## Excerpts from point annotation data:

[Start]

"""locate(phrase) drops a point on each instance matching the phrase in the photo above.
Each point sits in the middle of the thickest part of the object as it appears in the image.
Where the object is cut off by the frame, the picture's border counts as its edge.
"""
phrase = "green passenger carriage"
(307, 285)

[End]

## WORK TO DO:
Copy the items above word for word.

## EXERCISE OUTPUT:
"""locate(phrase) drops a point on each instance matching the phrase in the photo above.
Each point sits in the middle of the thickest part of the object as it appears in the image.
Where the object is cut off by the frame, the picture's border counts as its edge.
"""
phrase = "green passenger carriage"
(307, 285)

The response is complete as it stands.